• Material for this task:
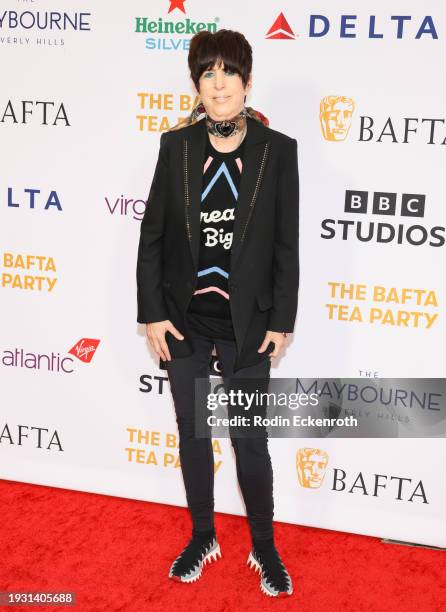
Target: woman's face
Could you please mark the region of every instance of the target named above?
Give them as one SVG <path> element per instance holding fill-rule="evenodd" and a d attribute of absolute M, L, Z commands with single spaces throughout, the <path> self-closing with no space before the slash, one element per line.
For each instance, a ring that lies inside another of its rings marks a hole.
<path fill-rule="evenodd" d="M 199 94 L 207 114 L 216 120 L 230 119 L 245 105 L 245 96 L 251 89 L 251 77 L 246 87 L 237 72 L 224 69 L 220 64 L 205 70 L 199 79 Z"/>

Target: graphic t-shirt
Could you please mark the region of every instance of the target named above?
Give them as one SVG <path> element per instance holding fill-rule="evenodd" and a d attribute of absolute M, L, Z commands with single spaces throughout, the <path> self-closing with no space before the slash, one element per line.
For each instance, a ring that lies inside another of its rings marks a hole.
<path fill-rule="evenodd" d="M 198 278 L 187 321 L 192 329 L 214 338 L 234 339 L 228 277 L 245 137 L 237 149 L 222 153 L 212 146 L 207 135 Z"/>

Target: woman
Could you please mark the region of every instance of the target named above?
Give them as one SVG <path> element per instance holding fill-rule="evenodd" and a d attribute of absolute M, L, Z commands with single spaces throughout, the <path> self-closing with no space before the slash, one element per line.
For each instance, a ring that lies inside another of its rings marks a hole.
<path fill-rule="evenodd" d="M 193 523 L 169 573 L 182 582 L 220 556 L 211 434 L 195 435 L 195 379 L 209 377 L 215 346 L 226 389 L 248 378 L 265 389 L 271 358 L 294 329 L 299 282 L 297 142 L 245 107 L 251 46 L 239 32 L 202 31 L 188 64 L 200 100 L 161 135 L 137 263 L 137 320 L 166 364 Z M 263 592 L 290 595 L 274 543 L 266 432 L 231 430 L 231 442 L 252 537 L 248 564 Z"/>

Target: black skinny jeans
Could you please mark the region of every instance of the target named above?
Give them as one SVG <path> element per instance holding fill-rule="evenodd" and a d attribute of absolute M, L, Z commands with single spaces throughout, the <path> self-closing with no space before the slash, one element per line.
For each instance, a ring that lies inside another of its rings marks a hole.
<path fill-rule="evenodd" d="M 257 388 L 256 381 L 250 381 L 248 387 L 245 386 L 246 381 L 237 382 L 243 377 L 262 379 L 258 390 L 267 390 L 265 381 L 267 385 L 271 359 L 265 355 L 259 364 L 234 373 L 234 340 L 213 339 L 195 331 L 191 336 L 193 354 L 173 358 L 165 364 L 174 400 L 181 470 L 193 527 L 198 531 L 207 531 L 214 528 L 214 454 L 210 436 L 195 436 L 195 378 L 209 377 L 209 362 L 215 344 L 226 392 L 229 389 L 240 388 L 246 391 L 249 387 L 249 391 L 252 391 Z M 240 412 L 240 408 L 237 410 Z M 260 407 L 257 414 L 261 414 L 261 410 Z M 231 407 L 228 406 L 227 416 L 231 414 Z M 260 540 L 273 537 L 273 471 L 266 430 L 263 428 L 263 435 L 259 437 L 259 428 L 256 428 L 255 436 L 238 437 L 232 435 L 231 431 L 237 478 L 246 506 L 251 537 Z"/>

• Work item: Would you reproduce, word for word, the lines from the one holding "Target: black skinny jeans" through the final line of the entries, both included?

• Task response:
Target: black skinny jeans
Could you please mark the region of every instance of the target named above?
Give them as one SVG <path> element per instance holding fill-rule="evenodd" and a d attribute of absolute M, L, Z commands with single spaces throughout, the <path> self-closing with no space before the slash, one element per line.
For each instance, a ring that lies inside another of its rings marks a hole.
<path fill-rule="evenodd" d="M 257 388 L 256 381 L 250 381 L 248 387 L 245 386 L 246 381 L 237 382 L 243 377 L 262 379 L 258 390 L 267 390 L 265 381 L 267 385 L 271 359 L 265 355 L 259 364 L 234 373 L 234 340 L 213 339 L 195 331 L 191 336 L 193 354 L 173 358 L 165 364 L 174 400 L 181 470 L 193 527 L 198 531 L 207 531 L 214 528 L 214 454 L 210 436 L 195 436 L 195 378 L 209 377 L 209 362 L 215 344 L 226 392 L 229 389 L 240 388 L 246 391 L 249 387 L 249 391 L 252 391 Z M 240 412 L 240 408 L 237 410 Z M 260 407 L 257 414 L 261 414 L 261 410 Z M 231 407 L 228 406 L 227 416 L 231 414 Z M 260 540 L 273 537 L 273 471 L 266 430 L 263 428 L 263 435 L 259 437 L 259 428 L 256 428 L 255 436 L 238 437 L 232 435 L 231 431 L 237 478 L 246 506 L 251 537 Z"/>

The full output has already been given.